- [DIRECTIONS]
Exact repetition is the task: copy every entry below.

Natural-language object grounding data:
■ ■ ■ ■ ■

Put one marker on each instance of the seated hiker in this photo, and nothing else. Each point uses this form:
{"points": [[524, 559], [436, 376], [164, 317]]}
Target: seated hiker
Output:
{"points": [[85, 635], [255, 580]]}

■ ■ ■ ■ ■

- [RESULT OF THIS TASK]
Put one marker on each instance of the seated hiker in this photo, and nothing else. Each point uses this form:
{"points": [[524, 559], [436, 376], [164, 317]]}
Target: seated hiker
Output:
{"points": [[85, 635], [255, 580]]}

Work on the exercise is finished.